* _PAGE_
================================

Most excellent Theophilus -- It is probable that during Paul’s two year imprisonment at Caesarea that Luke had all this time and opportunity to meet and interview the eye-witnesses of whom he speaks. For instance, in Acts 21:16 we met Mnason who undoubtedly was one of the earliest Christian. (Some translate the description of him to mean "An original disciple" "a charter member".) Paul lodged with him in Jerusalem, and Luke was with this party. We know, for example, that he met Philip (Acts 21:8), who was undoubtedly one of Luke’s sources.

It is believed that Luke gathered some information for his Gospel and Acts from this eye-witness Luke 1:2. Apparently among those interviewed were Mary the mother of Jesus Luke 2:19; Luke 2:33; Luke 2:51; and many others who were close to Jesus personally.

If Luke wrote his Gospel during this two year period (AD 56-58) we should date it about AD 58.

It is probable that Luke then used the two year period (AD 59-61) during Paul’s Roman imprisonment Acts 28:30 to write his account of Acts about AD 61 before the the outcome of Paul’s trial could be revealed. (This has caused some to speculate that Luke wrote both volumes as a legal brief for Theophilus Acts 1:1; Luke 1:3 who was either Paul’s lawyer or the official who heard his case for Nero’s court. One can note the number of times Paul comes in contact with government officials and no Roman ever found Paul guilty; Felix, Festus, Gallio, Sergius Paulus, and one could add the time at Philippi, the city officials at Ephesus, Roman soldiers at Jerusalem and aboard Paul’s ship to Rome, as well as King Agrippa, etc.

================================

* _DATASET EXCERPT_
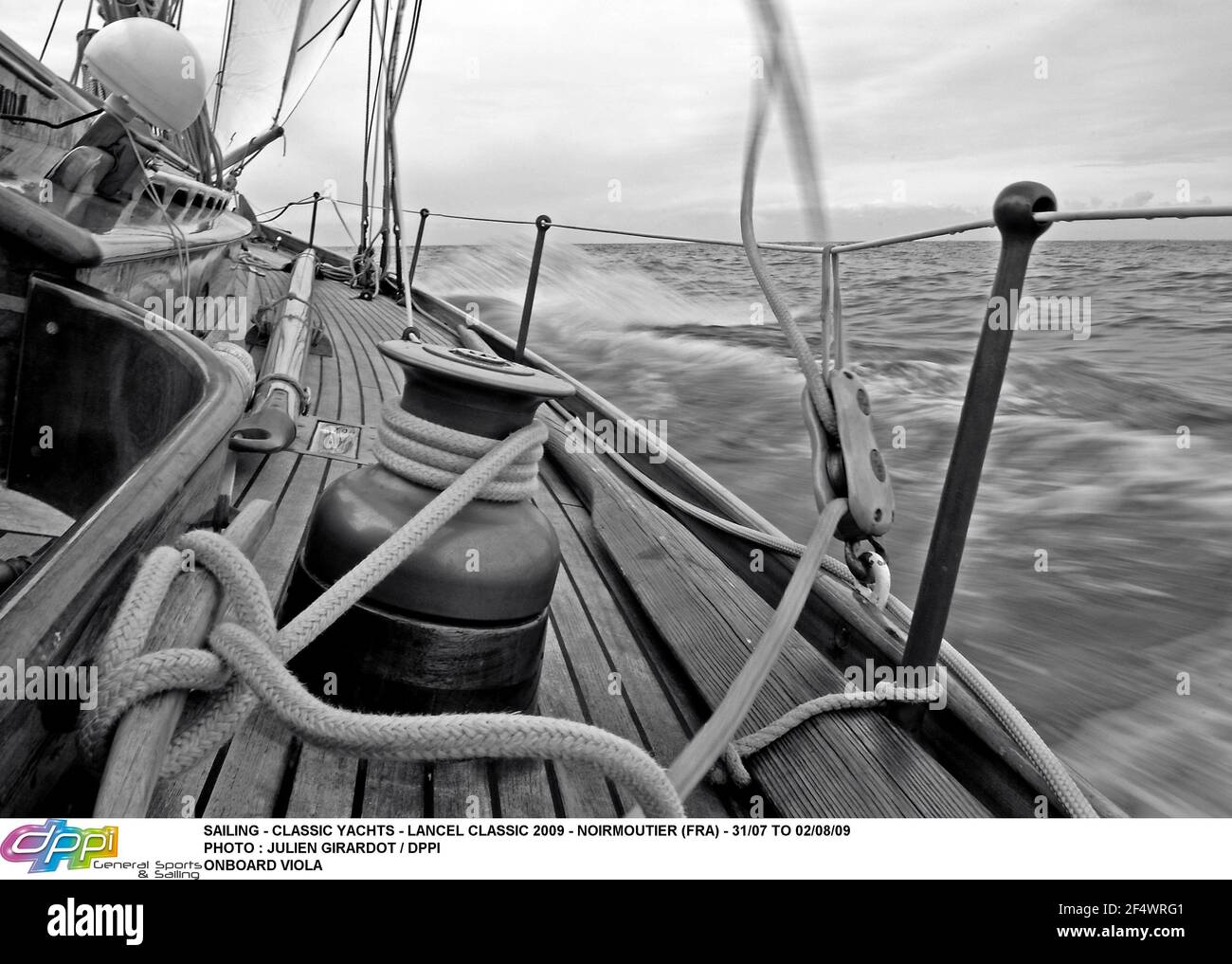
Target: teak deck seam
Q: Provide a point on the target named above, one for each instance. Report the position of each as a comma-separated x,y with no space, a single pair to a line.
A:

================================

* _SET OF TASKS_
a: Decide whether each statement agrees with the commentary on Luke's writings above. Answer yes or no for each, and quote the words from the commentary that decide it: (i) Luke met Philip. (ii) The commentary dates Luke's Gospel to about AD 61. (iii) Paul's Roman imprisonment covered a two-year period.
b: According to the commentary on Luke's writings above, where was Paul imprisoned for two years when Luke probably had time to interview eyewitnesses?

* _RESULTS FOR THE EXERCISE_
a:
(i) Yes: "We know, for example, that he met Philip (Acts 21:8)"
(ii) No: "we should date it about AD 58."
(iii) Yes: "the two year period (AD 59-61) during Paul’s Roman imprisonment"

b: Caesarea.